* TEXTE DE L'EXERCICE:
=======

Malgré l’inflation, le « mieux manger » séduit toujours
Crise climatique, inflation, guerre en Ukraine et effets encore palpables du Covid : 2022 sera décidément l’année de tous les défis. Alors que le moral des Français est en berne, que la peur de l’inflation incite certains acheteurs à baisser en gamme, l’heure est à l’inquiétude pour les producteurs et industriels ayant fait le pari de la qualité supérieure, et donc de prix à la vente souvent plus élevés.
Les instituts spécialisés dans le suivi de la consommation (IRI, Kantar Word panel…) ont récemment présenté leurs derniers chiffres pour nous aider à décrypter cette situation instable, en nous rappelant qu’une reprise doit s’anticiper et que les efforts de montée en gamme méritent d’être maintenus.
L’alimentation : une variable d’ajustement limitée
Dans un contexte de budget contraint, les consommateurs ont deux solutions : acheter moins et/ou acheter moins cher, baissant ainsi en gamme. IRI soulignait début octobre pour le magazine LSA que l’impact en volumes sur l’alimentation demeurait pour le moment mesuré. En effet, les Français diminuent doucement mais sûrement leurs achats en grandes surfaces alimentaires : sur la période estivale, de début juillet à mi-août, les volumes n’ont reculé que de 0,5 % entre 2022 et 2021, demeurant supérieurs à 2019, malgré une inflation annuelle sur les produits alimentaires de +7 % en juillet et 8 % en août. De même qu’en septembre, où malgré une baisse plus significative des volumes achetés entre 2022 et 2021 (-2,4 %), la consommation n’était pas retombée à son niveau d’avant crise sanitaire.

=======

* JEU DE DONNÉES:

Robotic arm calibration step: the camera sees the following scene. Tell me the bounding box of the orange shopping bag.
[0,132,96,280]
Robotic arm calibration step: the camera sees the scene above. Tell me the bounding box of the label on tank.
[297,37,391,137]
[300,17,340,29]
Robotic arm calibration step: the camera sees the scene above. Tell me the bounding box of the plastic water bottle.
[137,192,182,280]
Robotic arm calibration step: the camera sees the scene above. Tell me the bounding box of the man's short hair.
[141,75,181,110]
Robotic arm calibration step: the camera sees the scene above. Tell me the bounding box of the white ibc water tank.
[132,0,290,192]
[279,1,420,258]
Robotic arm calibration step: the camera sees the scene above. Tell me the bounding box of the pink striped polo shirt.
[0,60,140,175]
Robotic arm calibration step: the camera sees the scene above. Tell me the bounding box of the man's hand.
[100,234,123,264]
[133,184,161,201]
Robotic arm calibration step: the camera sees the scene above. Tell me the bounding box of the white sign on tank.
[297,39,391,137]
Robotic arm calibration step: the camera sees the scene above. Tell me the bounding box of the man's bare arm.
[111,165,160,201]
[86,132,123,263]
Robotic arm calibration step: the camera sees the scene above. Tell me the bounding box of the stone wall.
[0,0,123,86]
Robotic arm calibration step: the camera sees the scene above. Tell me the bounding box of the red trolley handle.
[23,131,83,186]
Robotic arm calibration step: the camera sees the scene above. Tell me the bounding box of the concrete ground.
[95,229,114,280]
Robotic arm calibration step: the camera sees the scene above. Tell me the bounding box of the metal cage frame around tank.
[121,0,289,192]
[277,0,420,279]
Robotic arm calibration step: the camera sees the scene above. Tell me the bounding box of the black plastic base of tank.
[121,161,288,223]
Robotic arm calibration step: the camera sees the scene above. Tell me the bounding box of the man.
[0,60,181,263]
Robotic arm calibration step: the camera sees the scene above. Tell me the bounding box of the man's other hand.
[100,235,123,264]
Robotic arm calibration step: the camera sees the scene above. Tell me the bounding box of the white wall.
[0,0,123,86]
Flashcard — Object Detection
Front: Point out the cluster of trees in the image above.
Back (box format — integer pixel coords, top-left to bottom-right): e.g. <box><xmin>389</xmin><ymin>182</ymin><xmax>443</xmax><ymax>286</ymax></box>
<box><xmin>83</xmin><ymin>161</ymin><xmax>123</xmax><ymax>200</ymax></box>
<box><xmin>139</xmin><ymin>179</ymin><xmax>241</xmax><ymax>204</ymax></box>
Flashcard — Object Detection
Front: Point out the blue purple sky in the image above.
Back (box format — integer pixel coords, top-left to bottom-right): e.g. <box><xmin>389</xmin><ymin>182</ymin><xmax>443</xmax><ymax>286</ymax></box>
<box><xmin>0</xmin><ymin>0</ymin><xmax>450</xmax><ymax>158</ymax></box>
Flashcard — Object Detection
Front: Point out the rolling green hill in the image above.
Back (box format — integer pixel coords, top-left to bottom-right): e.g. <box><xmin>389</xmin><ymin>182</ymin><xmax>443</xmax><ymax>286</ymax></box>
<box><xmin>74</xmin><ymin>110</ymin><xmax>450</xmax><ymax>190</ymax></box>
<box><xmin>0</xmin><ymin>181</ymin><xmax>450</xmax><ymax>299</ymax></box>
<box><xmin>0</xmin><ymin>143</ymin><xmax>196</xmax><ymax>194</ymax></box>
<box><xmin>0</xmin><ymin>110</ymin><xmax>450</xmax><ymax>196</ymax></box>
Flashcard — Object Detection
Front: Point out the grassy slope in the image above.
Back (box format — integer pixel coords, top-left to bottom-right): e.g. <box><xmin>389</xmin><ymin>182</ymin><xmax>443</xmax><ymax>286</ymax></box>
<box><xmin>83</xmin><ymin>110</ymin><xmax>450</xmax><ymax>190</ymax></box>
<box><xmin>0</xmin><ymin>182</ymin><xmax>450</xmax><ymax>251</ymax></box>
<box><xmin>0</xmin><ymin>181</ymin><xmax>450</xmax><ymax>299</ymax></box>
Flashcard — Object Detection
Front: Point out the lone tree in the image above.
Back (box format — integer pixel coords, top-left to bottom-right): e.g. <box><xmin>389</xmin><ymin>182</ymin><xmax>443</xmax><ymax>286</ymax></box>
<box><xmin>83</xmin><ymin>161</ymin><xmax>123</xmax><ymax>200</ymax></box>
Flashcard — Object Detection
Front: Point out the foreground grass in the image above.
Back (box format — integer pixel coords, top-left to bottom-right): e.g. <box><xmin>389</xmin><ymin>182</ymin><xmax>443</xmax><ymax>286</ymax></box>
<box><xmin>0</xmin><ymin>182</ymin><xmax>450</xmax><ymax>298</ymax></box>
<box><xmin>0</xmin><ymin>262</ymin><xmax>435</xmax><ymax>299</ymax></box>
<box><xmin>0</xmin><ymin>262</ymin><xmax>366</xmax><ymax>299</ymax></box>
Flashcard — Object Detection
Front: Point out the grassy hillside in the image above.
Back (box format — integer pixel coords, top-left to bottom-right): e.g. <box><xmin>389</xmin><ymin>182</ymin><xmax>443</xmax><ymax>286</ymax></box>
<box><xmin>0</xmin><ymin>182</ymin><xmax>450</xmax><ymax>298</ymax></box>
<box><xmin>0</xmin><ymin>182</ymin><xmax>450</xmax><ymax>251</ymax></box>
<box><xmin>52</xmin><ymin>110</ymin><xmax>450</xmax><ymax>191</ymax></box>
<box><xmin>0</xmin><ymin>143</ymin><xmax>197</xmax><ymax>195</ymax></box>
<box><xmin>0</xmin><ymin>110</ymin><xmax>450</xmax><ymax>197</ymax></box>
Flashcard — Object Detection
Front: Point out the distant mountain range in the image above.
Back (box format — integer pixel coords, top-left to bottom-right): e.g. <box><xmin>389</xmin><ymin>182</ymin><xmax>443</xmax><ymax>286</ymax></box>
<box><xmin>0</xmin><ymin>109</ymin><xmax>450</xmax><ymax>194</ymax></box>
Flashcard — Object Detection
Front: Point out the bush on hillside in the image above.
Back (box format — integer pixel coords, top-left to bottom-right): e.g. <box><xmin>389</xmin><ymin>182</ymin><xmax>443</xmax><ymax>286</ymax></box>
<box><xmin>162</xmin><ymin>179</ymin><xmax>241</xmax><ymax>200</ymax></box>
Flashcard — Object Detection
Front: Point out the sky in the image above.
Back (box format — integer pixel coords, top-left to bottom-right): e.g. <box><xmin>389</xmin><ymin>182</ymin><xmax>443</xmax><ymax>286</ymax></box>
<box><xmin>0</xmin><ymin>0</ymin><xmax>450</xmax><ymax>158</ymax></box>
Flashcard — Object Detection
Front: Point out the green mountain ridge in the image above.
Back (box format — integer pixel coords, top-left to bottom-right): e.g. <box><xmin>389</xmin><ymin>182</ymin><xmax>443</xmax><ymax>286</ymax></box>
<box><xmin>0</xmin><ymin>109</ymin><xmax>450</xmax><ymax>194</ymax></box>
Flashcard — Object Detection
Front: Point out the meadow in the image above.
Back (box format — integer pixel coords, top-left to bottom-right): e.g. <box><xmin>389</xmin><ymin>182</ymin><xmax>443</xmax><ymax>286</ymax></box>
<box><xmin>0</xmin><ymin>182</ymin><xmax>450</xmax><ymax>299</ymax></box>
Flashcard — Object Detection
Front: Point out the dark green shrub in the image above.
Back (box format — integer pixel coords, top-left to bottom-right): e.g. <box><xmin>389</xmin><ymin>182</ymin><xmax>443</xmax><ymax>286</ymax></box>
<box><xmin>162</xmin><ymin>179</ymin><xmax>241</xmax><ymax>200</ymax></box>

=======

* EXERCICE À RÉALISER: Prolongez le texte sur le « mieux manger » face à l'inflation en reprenant juste après sa dernière phrase.

* ZONE DE RÉPONSE:
Premiers prix : un succès en partie impulsé par la grande distribution
Si nous n’assistons pas à une réelle vague de déconsommation des produits alimentaires pour le moment, les Français ont déjà commencé réorienter leurs achats : les premiers prix sont les seules catégories à progresser (+5,6 %) sur le 1er semestre 2022 (voir figure 1).
Il faut souligner, à ce titre, que les supermarchés ont augmenté leur offre en produits premiers prix de près de 20 %, cherchant ainsi à rapprocher leur stratégie de celle des discounters (Lidl, Aldi…). Un vrai retournement stratégique. En parallèle, IRI observe que l’offre des produits bio continue de diminuer à grande vitesse dans les enseignes généralistes (responsables à elles seules de plus de 50 % du chiffre d’affaires du bio). La baisse de l’offre est désormais supérieure à celle de la demande alerte IRI (voir figure 2). Cette gestion des assortiments risque d’exercer une influence négative sur le comportement d’achat des consommateurs.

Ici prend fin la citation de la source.